▽

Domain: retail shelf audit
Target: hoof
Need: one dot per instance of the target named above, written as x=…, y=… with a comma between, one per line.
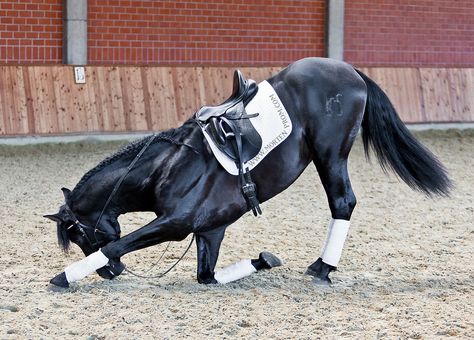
x=325, y=282
x=60, y=280
x=111, y=271
x=269, y=260
x=207, y=281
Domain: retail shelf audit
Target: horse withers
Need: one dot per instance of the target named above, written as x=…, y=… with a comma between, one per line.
x=178, y=178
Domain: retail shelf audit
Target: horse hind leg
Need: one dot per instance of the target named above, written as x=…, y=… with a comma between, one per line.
x=342, y=201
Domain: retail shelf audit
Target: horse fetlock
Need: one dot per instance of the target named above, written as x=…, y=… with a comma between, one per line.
x=206, y=279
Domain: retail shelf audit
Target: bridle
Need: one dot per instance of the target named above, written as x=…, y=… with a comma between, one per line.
x=83, y=227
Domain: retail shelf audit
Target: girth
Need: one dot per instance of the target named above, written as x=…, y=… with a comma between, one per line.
x=228, y=125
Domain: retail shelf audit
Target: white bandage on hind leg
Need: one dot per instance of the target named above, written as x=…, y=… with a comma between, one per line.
x=80, y=269
x=235, y=271
x=335, y=242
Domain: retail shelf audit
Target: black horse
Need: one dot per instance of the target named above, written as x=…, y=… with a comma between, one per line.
x=178, y=178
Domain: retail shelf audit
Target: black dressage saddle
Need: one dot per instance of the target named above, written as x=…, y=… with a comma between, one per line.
x=228, y=125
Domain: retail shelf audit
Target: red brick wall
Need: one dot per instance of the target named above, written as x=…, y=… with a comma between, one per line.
x=31, y=31
x=173, y=32
x=409, y=33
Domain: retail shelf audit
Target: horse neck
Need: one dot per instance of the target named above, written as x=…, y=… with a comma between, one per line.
x=95, y=192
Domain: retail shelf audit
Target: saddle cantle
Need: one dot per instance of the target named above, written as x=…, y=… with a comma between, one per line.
x=243, y=91
x=228, y=125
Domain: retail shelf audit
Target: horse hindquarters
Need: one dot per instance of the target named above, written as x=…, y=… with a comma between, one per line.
x=335, y=107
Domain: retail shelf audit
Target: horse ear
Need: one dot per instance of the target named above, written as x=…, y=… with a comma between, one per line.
x=54, y=217
x=66, y=193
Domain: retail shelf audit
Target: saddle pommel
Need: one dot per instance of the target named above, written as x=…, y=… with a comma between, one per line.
x=243, y=91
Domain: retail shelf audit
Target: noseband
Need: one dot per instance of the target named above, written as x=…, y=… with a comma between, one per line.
x=82, y=227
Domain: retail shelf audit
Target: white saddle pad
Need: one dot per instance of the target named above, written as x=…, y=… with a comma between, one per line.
x=272, y=123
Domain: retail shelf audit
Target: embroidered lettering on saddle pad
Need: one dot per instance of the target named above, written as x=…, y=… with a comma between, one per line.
x=272, y=123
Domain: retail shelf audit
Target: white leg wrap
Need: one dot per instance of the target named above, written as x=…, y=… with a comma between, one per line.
x=235, y=271
x=335, y=241
x=80, y=269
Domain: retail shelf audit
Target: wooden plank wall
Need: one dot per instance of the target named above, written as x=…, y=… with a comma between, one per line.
x=44, y=100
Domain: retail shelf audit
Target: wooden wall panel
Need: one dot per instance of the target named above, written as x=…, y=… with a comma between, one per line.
x=403, y=87
x=44, y=100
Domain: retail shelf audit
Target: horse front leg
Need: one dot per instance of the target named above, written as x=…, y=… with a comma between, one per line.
x=208, y=245
x=158, y=231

△

The problem:
Give again, exactly as written above, each line from the one that has "Target: hoof" to the one that has "Target: horse neck", both included; omit the pictures.

Result:
Target: hoof
Need: one dot per instance of the target named above, written as x=…, y=… with a comma between, one per line.
x=325, y=282
x=60, y=280
x=111, y=271
x=269, y=260
x=207, y=281
Domain: retail shelf audit
Target: horse withers
Need: one dot per instance of the target named above, written as x=…, y=… with a comma between, one per line.
x=178, y=178
Domain: retail shelf audit
Target: horse hind leg
Need: one dot per instance of the target named above, written as x=…, y=… with a comma between, one per line.
x=342, y=201
Domain: retail shelf audit
Target: horse fetlock
Need: one dot per instance of the target named above, written as x=…, y=… with a comma between, one per line.
x=206, y=279
Domain: retail shelf audit
Target: bridle
Need: one dot per instance of the target named above, written as x=…, y=… with a comma between, one per line.
x=83, y=227
Domain: retail shelf audit
Target: girth
Need: one dot per instance of the target named above, written as x=…, y=… with a comma between, one per line.
x=228, y=125
Domain: retail shelf audit
Target: white bandage on hind leg
Need: one dot per instance of the target named above, written as x=…, y=… with a comma between, one per line.
x=80, y=269
x=235, y=271
x=335, y=242
Domain: retail shelf audit
Target: black horse
Need: one dot per instance of the target named above, written as x=…, y=… with a comma between, one per line.
x=178, y=178
Domain: retail shelf audit
Target: black dressage saddle
Need: one dot per instance of the target named above, written as x=…, y=… with a comma between, one per line.
x=228, y=125
Domain: retail shelf audit
Target: red brick wall
Need: one dot per instance of the target named above, written as x=…, y=… with a comma between, one per line.
x=31, y=31
x=173, y=32
x=409, y=33
Domain: retail shelf audit
Target: horse neck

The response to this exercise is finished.